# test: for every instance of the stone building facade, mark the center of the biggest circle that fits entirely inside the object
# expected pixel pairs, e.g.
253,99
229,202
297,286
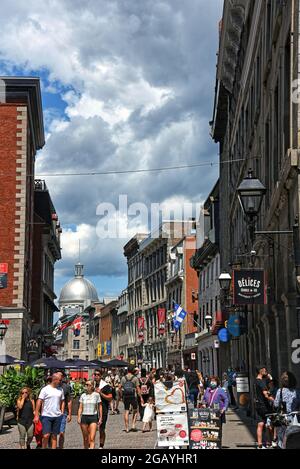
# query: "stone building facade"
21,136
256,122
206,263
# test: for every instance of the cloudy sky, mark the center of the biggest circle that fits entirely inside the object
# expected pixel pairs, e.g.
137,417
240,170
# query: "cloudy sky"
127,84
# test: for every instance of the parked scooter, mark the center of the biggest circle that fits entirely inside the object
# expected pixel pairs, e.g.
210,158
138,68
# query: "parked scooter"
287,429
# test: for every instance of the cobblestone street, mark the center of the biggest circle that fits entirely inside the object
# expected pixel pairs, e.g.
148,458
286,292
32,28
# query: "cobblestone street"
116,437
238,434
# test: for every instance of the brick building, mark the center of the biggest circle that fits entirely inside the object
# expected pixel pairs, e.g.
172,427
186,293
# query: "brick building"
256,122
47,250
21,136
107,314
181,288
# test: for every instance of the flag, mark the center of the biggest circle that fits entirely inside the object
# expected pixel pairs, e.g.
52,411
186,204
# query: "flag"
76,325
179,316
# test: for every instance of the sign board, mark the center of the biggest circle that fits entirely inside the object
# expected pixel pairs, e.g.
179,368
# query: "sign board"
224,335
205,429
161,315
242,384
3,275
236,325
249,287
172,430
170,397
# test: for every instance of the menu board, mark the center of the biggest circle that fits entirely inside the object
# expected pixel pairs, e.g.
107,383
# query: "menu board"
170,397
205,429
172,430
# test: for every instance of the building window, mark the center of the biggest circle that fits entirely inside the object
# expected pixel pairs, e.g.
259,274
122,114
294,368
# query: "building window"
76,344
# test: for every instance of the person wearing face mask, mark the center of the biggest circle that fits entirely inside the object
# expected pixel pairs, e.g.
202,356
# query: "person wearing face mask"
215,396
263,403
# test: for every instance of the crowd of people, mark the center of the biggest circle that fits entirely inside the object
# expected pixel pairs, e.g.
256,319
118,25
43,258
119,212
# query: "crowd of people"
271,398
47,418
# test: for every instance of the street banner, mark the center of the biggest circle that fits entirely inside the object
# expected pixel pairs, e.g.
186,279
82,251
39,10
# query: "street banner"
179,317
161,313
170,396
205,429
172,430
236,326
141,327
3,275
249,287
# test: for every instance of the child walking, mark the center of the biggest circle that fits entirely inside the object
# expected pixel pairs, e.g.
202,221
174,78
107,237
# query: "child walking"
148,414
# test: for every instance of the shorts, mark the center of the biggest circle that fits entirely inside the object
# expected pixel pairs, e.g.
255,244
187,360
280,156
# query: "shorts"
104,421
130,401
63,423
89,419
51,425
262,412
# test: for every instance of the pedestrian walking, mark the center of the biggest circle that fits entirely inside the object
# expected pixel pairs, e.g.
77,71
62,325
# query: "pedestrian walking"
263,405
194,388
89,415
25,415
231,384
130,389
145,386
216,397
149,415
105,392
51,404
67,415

* * *

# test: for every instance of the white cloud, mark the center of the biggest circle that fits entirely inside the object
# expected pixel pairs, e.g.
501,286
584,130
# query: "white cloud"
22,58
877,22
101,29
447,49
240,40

==

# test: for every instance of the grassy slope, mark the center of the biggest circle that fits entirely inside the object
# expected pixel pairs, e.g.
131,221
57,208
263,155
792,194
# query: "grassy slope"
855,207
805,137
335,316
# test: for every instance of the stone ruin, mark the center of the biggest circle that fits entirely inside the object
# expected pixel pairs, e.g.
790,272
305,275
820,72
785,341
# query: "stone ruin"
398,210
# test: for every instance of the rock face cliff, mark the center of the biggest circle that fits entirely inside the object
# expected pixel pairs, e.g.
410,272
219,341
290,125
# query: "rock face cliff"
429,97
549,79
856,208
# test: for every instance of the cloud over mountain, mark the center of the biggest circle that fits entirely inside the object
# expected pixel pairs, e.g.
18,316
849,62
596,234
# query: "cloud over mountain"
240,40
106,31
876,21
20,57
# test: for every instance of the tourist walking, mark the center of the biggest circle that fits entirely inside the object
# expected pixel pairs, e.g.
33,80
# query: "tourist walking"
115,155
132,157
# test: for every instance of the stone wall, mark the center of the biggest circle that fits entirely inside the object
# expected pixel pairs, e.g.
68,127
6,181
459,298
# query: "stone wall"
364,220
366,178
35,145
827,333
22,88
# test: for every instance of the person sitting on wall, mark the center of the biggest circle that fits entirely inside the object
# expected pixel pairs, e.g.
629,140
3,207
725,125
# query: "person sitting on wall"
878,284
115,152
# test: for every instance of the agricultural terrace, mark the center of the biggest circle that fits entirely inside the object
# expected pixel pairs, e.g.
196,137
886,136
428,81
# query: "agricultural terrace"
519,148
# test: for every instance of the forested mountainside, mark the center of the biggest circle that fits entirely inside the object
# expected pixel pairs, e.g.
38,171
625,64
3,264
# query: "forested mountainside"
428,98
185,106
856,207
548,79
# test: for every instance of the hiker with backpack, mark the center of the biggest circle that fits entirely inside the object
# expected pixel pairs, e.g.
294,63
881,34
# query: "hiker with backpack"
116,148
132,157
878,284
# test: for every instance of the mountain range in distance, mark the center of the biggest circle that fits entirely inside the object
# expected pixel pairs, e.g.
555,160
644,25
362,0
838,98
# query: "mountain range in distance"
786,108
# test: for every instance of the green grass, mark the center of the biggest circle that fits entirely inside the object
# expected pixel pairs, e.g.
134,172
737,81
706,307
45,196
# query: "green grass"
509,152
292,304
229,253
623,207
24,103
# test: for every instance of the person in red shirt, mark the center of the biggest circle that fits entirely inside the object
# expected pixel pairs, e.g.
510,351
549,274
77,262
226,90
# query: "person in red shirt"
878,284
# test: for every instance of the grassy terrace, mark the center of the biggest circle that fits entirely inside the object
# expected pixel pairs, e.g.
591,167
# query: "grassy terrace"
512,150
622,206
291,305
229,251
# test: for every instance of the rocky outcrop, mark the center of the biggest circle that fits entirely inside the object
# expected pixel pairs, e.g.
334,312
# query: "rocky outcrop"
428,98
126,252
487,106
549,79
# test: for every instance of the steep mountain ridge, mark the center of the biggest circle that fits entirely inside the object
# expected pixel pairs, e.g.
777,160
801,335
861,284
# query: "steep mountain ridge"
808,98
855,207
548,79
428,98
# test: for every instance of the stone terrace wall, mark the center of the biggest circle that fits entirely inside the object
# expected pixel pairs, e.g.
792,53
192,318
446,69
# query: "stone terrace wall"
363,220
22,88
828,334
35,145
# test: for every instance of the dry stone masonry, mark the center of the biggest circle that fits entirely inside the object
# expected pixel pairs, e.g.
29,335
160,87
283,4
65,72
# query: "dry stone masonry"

[TASK TO COMPLETE] Count the lines of the records above that contain the word "steep", treating uppercase and lowercase as distinct. Give only the number.

[SOLUTION BELOW] 2